-- STATED TASK --
Copy every one of the entries below word for word, keeping them in their original order.

-- MATERIAL PROVIDED --
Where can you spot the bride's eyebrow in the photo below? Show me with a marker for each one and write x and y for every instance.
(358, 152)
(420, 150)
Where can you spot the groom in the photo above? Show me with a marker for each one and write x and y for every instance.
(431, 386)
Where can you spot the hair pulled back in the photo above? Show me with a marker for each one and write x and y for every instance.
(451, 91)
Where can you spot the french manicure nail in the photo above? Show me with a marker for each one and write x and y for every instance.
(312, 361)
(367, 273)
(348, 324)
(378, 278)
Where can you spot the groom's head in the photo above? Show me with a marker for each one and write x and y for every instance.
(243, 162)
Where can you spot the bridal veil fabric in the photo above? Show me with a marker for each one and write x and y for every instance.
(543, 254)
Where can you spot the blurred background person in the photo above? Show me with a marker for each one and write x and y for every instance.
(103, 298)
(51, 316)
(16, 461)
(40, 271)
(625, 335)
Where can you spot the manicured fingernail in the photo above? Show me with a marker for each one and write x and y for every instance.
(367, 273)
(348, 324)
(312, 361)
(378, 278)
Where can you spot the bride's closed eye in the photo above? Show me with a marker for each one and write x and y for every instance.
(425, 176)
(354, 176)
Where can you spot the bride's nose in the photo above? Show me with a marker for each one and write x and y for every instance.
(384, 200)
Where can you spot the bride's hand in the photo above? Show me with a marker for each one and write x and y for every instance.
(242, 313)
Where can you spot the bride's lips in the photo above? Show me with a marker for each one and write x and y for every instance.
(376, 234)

-- RESPONSE FOR THIS EXERCISE --
Where can you spot the bride's eyebrow in the photo below? Show me with a marker for each one and write x and y for every instance.
(358, 152)
(420, 150)
Where can you spot the groom in the photo above? Show me with a marker for each one and write x and y for every instance.
(431, 386)
Where can you spot the hair pulled back in the photo above? Show me with a marker for each one and write x and y for every instance.
(451, 91)
Where can you spot the french manicure nail in the photo above? Show me with a marker for each one and write x and y for every instance.
(312, 361)
(367, 273)
(348, 324)
(378, 278)
Where can you spot the groom's head in the photo above? Show me with a marker for each one and write x and y for every instance.
(243, 162)
Where can you spot the bridal veil fabric in the photo above? Show me with a marker for each one and write x and y for every instance.
(543, 254)
Where can you spot the blurred background person in the photo above? Show me with a marker for each one and write x and y for every instance.
(103, 298)
(51, 316)
(16, 461)
(40, 271)
(625, 335)
Where can you spot the manicured fingernail in the photo above? Show me with a marker for each one and write x and y for every instance.
(367, 273)
(348, 324)
(312, 361)
(378, 278)
Where can you spot the bride's closed eye in the photo above? Show me with a marker for each one and write x and y for every instance.
(425, 176)
(354, 176)
Where can you spot the bride's nose in the photo above? Show me with a marker for each one and write x and y for every instance.
(384, 200)
Where can you spot the bride's hand in the photo above? Show me with a marker for each one and write x and y for every instance.
(242, 313)
Where can you spot the bride's lips in the photo above? Show me with a marker for each one and write x and y for every instance.
(376, 234)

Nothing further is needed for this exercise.